# Exercise requirements:
Copy out each of the following items word for word, leaving out the pictures.

## begin

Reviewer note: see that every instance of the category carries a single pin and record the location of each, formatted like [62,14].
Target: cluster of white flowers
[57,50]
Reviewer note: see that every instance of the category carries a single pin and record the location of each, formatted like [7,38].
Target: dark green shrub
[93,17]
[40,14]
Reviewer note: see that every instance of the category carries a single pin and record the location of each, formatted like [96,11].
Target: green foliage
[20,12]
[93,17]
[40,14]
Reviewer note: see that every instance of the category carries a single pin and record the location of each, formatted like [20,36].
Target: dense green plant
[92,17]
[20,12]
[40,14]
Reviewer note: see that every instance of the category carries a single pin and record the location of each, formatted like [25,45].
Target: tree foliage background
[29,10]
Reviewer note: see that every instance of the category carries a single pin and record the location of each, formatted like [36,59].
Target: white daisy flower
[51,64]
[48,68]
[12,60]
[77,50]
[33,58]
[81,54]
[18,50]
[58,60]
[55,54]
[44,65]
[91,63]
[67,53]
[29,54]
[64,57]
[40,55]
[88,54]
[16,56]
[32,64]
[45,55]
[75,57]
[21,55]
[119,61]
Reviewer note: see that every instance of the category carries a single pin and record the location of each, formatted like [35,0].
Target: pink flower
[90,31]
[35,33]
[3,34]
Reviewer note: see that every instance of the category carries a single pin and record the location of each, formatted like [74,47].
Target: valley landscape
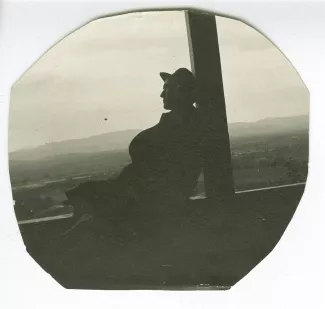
[269,152]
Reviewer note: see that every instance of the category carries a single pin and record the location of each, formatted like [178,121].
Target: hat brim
[164,76]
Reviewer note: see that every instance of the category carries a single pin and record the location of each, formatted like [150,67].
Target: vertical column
[206,65]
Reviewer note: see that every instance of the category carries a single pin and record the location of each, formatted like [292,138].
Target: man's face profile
[170,94]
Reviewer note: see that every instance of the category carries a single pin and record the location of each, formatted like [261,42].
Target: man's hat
[182,77]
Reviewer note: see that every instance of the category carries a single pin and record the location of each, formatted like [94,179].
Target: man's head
[179,89]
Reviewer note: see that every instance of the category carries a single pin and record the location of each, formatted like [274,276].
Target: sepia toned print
[157,150]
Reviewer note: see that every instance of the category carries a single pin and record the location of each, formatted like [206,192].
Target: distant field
[271,161]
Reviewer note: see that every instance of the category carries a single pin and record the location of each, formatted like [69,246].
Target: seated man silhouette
[165,159]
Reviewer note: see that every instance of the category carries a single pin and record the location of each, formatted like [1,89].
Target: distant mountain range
[120,140]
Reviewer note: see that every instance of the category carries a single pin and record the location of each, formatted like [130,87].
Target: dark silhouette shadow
[166,163]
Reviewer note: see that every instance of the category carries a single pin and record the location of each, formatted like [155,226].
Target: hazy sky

## end

# Result of the task:
Reviewer note: see that every instance of the category carries a single pin and record the location of each, formatted like [62,14].
Target: cluster of white flowers
[57,50]
Reviewer note: see that every instance of the category carries a single pin and record the location of each, formatted like [7,38].
Target: dark green shrub
[93,17]
[40,14]
Reviewer note: see that every instance of the category carries a single pin and record the location of each, formatted like [96,11].
Target: green foliage
[20,12]
[93,17]
[40,14]
Reviewer note: see that every instance of the category carries a single pin and record the location of each, formatted like [20,36].
Target: dense green plant
[92,17]
[20,12]
[40,14]
Reviewer note: see that every instance of the category carries a single pin and record the location of each, formatted like [25,45].
Target: tree foliage background
[29,10]
Reviewer note: see that every instance of the category carries a single pin and record the location of each, formatted like [36,59].
Target: white daisy flower
[51,64]
[48,68]
[12,60]
[77,50]
[33,58]
[81,54]
[18,50]
[58,60]
[55,54]
[44,65]
[91,63]
[67,53]
[29,54]
[64,57]
[40,55]
[88,54]
[16,56]
[32,64]
[45,55]
[75,57]
[21,55]
[119,61]
Reviewer note: see that every instance of the category carries a single pin and record the location of each, formatted like [35,0].
Target: pink flower
[90,31]
[35,33]
[3,34]
Reviewer note: see that every instance of the category carries a single pin and record the location of each, formatted like [74,47].
Target: valley landscape
[269,152]
Reviewer note: see that every instance of the category carries a single pin and record the location of each, formatted like [178,121].
Target: hat brim
[164,76]
Reviewer note: see that every instance of the category carries a single pin and record the location of each, formatted like [150,67].
Target: vertical column
[206,65]
Reviewer note: see that every instance of the category carries a single pin and record the location of each, formatted like [292,138].
Target: man's face profile
[170,94]
Reviewer note: see that every instance of the category carries a single pin and record the location of each, formatted like [261,42].
Target: man's hat
[182,77]
Reviewer note: see that every instance of the category carries a single pin and record the location of each, formatted like [94,179].
Target: man's head
[179,89]
Reviewer note: see that every instance of the category carries a single pin and record the location of each, formatted like [274,276].
Target: sepia toned print
[157,150]
Reviewer note: see that every instance of the category carries a single pin and record the location of each, formatted like [206,192].
Target: distant field
[271,161]
Reviewer note: see that every instance of the category carries a single pin and record the location of each, formatted like [69,246].
Target: seated man silhouette
[165,159]
Reviewer note: see that every instance of the category carries a single pin and record the location of each, formatted like [1,89].
Target: distant mountain range
[120,140]
Reviewer note: see that every instance of the category carries a single pin and record the location of each, formatted like [130,87].
Target: dark silhouette shadow
[166,163]
Reviewer note: see that every instance of the category carries a single pin and record the location of each, formatted like [155,226].
Target: hazy sky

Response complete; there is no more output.